What this task involves: Convert the lines below into a numbered list, leaving out any blank lines.

Rows of bounding box annotation data
::::::
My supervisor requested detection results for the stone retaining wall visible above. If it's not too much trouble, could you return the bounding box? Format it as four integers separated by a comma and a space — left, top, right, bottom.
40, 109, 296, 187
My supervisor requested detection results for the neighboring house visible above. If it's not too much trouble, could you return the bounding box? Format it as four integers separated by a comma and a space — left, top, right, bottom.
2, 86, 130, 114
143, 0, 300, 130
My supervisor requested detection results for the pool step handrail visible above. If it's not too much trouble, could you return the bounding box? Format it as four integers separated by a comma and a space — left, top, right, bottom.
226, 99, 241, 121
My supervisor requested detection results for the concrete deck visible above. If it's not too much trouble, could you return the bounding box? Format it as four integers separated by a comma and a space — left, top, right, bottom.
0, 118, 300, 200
::::::
Expected output:
1. My supervisor requested detection results for the stone retaining wall visible above. If it's not too much trouble, could you return the bounding box? Format it as four integers separated by a comma and a space — left, top, right, bottom.
2. 40, 109, 296, 187
3. My supervisor requested detection results for the neighboring house visible above. If it's not too much trouble, could you return the bounding box? Format it as four integers separated by a comma and a space — left, top, right, bottom.
4. 2, 86, 130, 114
5. 143, 0, 300, 130
6. My supervisor requested detection results for the pool step handrail visible above. If it's not too much trouble, could you return the bounding box? Format it as four integers separated by a comma and a space — left, top, right, bottom.
7. 226, 99, 241, 121
8. My supervisor requested detection results for the concrete deck visible above. If it's not too much trouble, could you return the bounding box? Format it as four integers separated by a comma and a space — left, top, right, bottom.
9. 0, 118, 300, 200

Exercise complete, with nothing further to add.